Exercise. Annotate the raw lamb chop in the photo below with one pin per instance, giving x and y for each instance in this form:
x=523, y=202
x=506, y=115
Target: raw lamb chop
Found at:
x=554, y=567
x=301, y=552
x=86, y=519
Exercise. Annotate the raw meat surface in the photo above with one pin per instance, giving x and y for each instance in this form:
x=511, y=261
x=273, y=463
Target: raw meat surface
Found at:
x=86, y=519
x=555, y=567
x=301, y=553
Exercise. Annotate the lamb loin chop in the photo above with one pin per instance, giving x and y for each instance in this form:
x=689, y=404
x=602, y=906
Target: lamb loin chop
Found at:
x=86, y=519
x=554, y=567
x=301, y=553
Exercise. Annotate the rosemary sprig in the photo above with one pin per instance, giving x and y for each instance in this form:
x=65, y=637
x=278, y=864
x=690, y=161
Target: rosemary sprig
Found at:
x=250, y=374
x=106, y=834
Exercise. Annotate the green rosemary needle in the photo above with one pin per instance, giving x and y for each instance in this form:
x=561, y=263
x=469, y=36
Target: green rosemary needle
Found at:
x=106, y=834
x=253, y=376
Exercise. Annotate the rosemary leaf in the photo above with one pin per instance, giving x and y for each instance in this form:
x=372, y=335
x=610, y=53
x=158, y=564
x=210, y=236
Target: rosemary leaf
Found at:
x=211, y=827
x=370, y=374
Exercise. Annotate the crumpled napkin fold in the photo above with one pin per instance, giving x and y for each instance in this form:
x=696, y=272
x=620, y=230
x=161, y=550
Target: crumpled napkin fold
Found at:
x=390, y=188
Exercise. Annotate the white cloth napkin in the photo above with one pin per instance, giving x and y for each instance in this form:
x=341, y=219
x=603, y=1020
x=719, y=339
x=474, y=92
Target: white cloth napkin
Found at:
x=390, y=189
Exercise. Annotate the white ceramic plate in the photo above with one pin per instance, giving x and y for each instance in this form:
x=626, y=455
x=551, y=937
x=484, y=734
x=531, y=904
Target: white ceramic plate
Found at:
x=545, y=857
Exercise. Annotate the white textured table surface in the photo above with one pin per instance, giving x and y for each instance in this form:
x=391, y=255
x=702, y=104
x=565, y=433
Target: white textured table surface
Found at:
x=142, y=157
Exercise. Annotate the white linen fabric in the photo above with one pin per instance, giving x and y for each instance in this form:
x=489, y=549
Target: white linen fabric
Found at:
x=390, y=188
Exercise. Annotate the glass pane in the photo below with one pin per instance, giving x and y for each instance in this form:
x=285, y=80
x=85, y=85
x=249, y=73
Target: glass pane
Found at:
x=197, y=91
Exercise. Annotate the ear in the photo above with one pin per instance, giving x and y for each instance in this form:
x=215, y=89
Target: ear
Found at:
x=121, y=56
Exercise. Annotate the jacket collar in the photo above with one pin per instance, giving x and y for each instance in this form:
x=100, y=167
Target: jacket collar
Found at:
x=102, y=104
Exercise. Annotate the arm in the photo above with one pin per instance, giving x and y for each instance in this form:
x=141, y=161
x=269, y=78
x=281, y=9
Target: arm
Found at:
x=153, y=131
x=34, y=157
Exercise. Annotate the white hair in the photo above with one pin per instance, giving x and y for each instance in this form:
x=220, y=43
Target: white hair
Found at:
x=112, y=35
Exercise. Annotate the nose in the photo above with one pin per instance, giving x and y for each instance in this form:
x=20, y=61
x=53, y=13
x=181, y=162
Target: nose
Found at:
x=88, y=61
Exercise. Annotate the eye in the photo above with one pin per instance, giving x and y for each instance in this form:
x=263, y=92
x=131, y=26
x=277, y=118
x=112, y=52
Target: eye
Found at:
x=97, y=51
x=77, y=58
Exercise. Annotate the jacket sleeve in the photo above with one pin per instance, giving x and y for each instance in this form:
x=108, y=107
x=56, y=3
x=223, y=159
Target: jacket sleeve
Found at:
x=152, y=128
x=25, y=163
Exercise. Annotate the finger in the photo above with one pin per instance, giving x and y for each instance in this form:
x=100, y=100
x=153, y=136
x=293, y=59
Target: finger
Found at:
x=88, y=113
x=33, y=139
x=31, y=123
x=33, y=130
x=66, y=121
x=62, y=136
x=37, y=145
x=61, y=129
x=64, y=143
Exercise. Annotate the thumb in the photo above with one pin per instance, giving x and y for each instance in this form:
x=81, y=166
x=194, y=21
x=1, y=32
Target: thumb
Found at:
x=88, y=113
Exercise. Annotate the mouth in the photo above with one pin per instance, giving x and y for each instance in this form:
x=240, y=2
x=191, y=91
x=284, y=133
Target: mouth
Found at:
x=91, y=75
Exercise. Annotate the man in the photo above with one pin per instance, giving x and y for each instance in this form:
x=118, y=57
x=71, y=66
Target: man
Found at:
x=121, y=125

→ Exercise objective
Reproduce the material in full. Keep it identical to the original.

→ Answer box
Exercise. Annotate the raw lamb chop in the photo below with one pin per instance, giving x and y for each instance in this form:
x=523, y=202
x=506, y=115
Target: raw lamb chop
Found at:
x=554, y=567
x=301, y=552
x=86, y=519
Exercise. Annotate the raw meat surface in the photo above with one pin per instance, giving x and y for each instance in this form:
x=511, y=261
x=273, y=463
Target: raw meat surface
Found at:
x=86, y=519
x=555, y=567
x=301, y=553
Exercise. Annotate the lamb loin chop in the photo above with one pin per instance, giving x and y for each instance in this form:
x=689, y=404
x=602, y=906
Target: lamb loin chop
Found at:
x=86, y=519
x=554, y=567
x=301, y=553
Exercise. Annotate the rosemary sprig in the photo above with one pin per instance, giving x and y for each instance in this form:
x=65, y=637
x=278, y=864
x=690, y=161
Target: rosemary sprig
Found at:
x=250, y=374
x=106, y=834
Exercise. Annotate the green rosemary needle in the photo above with one pin per instance, giving x and y for each instance in this form:
x=561, y=263
x=469, y=36
Target: green rosemary needle
Found at:
x=106, y=834
x=253, y=376
Exercise. Annotate the rosemary leaf in the photo above with one pin per instance, giving x and y for each instance in this form:
x=372, y=335
x=610, y=53
x=158, y=564
x=210, y=236
Target: rosemary leaf
Found at:
x=211, y=827
x=370, y=374
Exercise. Annotate the crumpled napkin fold in the photo above with one pin per instance, giving x and y for each instance in this form:
x=696, y=272
x=620, y=230
x=161, y=550
Target: crumpled napkin fold
Found at:
x=390, y=188
Exercise. Annotate the white cloth napkin in the photo above with one pin per instance, giving x and y for each instance in this form:
x=341, y=219
x=603, y=1020
x=719, y=339
x=474, y=92
Target: white cloth napkin
Found at:
x=390, y=189
Exercise. Annotate the white ceramic plate in the photo above with one pin per instance, giving x and y for each instance in this form:
x=626, y=455
x=551, y=937
x=484, y=734
x=531, y=904
Target: white ceramic plate
Found at:
x=545, y=857
Exercise. Annotate the white textured table surface in the photo above with one pin per instance, giving x and y for each instance in this form:
x=391, y=255
x=702, y=104
x=565, y=433
Target: white textured table surface
Found at:
x=142, y=157
Exercise. Annotate the white linen fabric in the photo above with one pin per instance, giving x and y for each instance in this form:
x=489, y=549
Target: white linen fabric
Found at:
x=390, y=188
Exercise. Annotate the glass pane in the photo below with one pin per instance, giving x and y for each instance in this form:
x=285, y=80
x=85, y=85
x=249, y=73
Target: glass pane
Found at:
x=197, y=91
Exercise. Annotate the ear in the photo above with one pin per instance, giving x and y for each instance in this form:
x=215, y=89
Target: ear
Found at:
x=121, y=56
Exercise. Annotate the jacket collar in the photo above with one pin per instance, giving x and y for each instance in this form:
x=100, y=167
Target: jacket collar
Found at:
x=102, y=104
Exercise. Annotate the arm in the photo above with one pin per instance, giving x and y for each instance in this form:
x=141, y=161
x=269, y=78
x=281, y=9
Target: arm
Found at:
x=153, y=131
x=34, y=157
Exercise. Annotate the white hair in the photo above with one pin per instance, giving x and y for each instance in this form:
x=220, y=43
Target: white hair
Found at:
x=112, y=35
Exercise. Annotate the nose in the photo above with one pin per instance, giving x and y for each instance in this form:
x=20, y=61
x=53, y=13
x=181, y=162
Target: nose
Found at:
x=88, y=61
Exercise. Annotate the eye in the photo above with one pin per instance, giving x and y for each instance in this form:
x=263, y=92
x=131, y=26
x=277, y=118
x=112, y=52
Target: eye
Found at:
x=97, y=51
x=77, y=58
Exercise. Annotate the jacket sleeve in the photo above with one pin per instance, giving x and y for each instance in this form:
x=108, y=107
x=56, y=3
x=223, y=159
Target: jacket sleeve
Found at:
x=152, y=128
x=25, y=163
Exercise. Annotate the finger in the photo above with one pin per instance, giving x and y for each instance in this form:
x=100, y=100
x=153, y=136
x=293, y=59
Target: finger
Found at:
x=88, y=113
x=33, y=139
x=31, y=123
x=33, y=130
x=66, y=121
x=62, y=136
x=37, y=145
x=61, y=129
x=64, y=143
Exercise. Annotate the thumb in the photo above with one pin per instance, giving x and y for each instance in this form:
x=81, y=166
x=194, y=21
x=1, y=32
Target: thumb
Found at:
x=88, y=113
Exercise. Annotate the mouth in the photo above with one pin per instance, giving x and y for each instance in this form:
x=240, y=2
x=191, y=91
x=284, y=133
Target: mouth
Found at:
x=91, y=75
Exercise. Annotate the man in the photo above with one pin per instance, giving x and y for each instance in this form:
x=118, y=57
x=71, y=66
Target: man
Found at:
x=121, y=125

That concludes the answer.